··· Tekstfragment
De rechtbank zal op grond van het voorgaande de vordering van [eisers] afwijzen. Hetgeen zij hebben gesteld kan immers de veroordeling van Heineken N.V. tot betaling van een schadevergoeding niet dragen.
4.4. Ook overigens acht de rechtbank de vordering van [eisers] ten aanzien van de geleden schade volstrekt onvoldragen. De schadeclaim bestaat slechts uit een algemene -"niet limitatieve"- opgave en beschrijving van diverse goederen, waarbij in het geheel niet of onvoldoende specifiek wordt aangegeven dat deze -en zo ja, welke- goederen aan [eisers] in eigendom toebehoorden en al helemaal niet wat de waarde daarvan zou zijn. Bovendien blijkt uit enkele overgelegde getuigenverklaringen, dat juist een ander dan een van de eisers de eigenaar was van diverse in de dagvaarding genoemde goederen. De rechtbank wil wel aannemen dat een inboedel in een kraakpand niet te vergelijken is met de inboedel in een gezinswoning en dat een beschrijving en waardebepaling daarvan op andere wijze tot stand komt, maar dat laat onverlet dat een schadeclaim hoe dan ook naar Nederlands recht enige onderbouwing en specificatie behoeft, aan welke norm de onderhavige vordering zelfs bij benadering niet voldoet.
······
··· Materiaal
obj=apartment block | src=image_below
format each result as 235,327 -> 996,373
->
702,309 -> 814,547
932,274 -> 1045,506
······
# Opdrachten
1) Waaruit bestaat de schadeclaim van [eisers] volgens de uitspraak?
2) Welke tekortkomingen van de schadeclaim noemt de rechtbank in de uitspraak? Geef ze allemaal.
3) Schrijf de uitspraak verder, te beginnen na de laatste zin.

# Antwoorden
1) Uit een algemene, "niet limitatieve" opgave en beschrijving van diverse goederen.

2)
- De claim bestaat slechts uit een algemene, "niet limitatieve" opgave en beschrijving van diverse goederen.
- Er wordt niet of onvoldoende specifiek aangegeven of, en zo ja welke, goederen aan [eisers] in eigendom toebehoorden.
- Er wordt helemaal niet aangegeven wat de waarde van de goederen zou zijn.
- Uit enkele overgelegde getuigenverklaringen blijkt dat juist een ander dan een van de eisers de eigenaar was van diverse in de dagvaarding genoemde goederen.

3)
4.5. De vordering wordt afgewezen. [eisers] zullen als de in het ongelijk gestelde partij in de proceskosten worden veroordeeld. De kosten aan de zijde van Heineken N.V. worden begroot op:
- griffierecht 568,00
- salaris advocaat 452,00 (1,0 punt × tarief € 452,00)
Totaal € 1.020,00
5. De beslissing
De rechtbank
5.1. wijst de vordering af,
5.2.veroordeelt [eisers] hoofdelijk in de proceskosten, aan de zijde van Heineken N.V. tot op heden begroot op €1.020,00,
5.3. verklaart dit vonnis wat betreft de kostenveroordeling uitvoerbaar bij voorraad.
Dit vonnis is gewezen door mr. E.J. Oostdijk en in het openbaar uitgesproken op 21 maart 2012.